- **Extracted information**
++++++++++++++++++++

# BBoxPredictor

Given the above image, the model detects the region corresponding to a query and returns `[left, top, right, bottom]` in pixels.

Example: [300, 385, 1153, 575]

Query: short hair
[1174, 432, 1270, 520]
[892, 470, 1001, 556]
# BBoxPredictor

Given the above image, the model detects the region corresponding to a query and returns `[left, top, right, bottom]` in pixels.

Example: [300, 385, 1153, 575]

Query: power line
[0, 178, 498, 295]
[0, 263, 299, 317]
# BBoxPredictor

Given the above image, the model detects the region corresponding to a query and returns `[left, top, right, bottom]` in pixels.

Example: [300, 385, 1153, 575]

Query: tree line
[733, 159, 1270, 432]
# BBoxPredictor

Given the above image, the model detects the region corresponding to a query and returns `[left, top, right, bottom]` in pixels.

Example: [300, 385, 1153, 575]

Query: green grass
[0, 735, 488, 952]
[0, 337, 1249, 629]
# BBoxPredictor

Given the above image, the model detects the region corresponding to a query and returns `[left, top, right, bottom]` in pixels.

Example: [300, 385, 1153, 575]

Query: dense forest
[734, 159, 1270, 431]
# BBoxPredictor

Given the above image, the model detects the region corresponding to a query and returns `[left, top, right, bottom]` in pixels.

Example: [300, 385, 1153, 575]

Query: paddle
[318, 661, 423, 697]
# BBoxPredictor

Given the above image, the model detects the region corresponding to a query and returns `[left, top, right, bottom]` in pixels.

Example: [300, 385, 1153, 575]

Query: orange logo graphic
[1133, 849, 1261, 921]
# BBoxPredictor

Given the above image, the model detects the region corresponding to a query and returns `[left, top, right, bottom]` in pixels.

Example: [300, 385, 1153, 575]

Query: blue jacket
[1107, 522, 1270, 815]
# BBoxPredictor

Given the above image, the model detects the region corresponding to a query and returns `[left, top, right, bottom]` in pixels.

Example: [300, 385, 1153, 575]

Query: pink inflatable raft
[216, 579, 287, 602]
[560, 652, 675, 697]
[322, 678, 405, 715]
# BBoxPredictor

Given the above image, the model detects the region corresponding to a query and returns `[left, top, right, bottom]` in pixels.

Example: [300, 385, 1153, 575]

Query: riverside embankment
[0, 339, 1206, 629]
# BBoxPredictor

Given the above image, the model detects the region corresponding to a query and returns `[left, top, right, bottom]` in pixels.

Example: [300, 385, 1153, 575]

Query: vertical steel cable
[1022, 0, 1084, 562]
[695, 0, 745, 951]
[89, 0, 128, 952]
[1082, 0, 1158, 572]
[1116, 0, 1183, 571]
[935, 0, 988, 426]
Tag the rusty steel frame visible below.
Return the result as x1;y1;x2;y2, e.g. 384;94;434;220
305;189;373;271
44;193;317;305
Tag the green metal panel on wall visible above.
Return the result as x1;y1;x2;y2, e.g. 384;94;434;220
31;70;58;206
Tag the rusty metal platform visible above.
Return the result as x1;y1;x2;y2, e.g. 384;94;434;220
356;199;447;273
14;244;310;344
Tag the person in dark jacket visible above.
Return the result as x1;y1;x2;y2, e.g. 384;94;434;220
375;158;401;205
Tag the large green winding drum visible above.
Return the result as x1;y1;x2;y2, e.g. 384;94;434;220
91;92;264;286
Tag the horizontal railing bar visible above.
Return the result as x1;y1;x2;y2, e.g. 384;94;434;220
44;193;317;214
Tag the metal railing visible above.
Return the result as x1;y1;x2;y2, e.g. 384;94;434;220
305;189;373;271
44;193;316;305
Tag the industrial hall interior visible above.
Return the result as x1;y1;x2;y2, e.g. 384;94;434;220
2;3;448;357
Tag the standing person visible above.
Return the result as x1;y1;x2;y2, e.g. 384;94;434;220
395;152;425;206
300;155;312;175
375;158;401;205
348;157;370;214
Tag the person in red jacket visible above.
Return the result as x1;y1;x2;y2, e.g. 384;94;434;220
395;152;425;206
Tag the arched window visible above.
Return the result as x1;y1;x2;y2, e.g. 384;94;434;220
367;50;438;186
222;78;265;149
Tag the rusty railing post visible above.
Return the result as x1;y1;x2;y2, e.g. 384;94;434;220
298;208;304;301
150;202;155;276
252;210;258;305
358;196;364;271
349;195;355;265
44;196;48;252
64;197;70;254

++++++++++++++++++++

- **Exercise**
Rescale the lines starting at the line that contains "Tag the person in red jacket visible above." and ending at the last line, writing each of them out again in full. Multiply every coordinate in the answers by 1.2, round to whole numbers with halves going up, and leave all other numbers unchanged.

- **Solved exercise**
Tag the person in red jacket visible above.
Return the result as x1;y1;x2;y2, e.g. 384;94;434;220
474;182;510;247
Tag the arched window visible above.
Return the result as x1;y1;x2;y2, e.g. 384;94;434;220
440;60;526;223
266;94;318;179
Tag the rusty railing post visible above.
Return the result as x1;y1;x2;y2, e.g. 384;94;434;220
358;250;365;361
180;242;186;331
302;252;310;366
430;235;437;325
419;234;426;318
53;235;58;302
77;236;84;305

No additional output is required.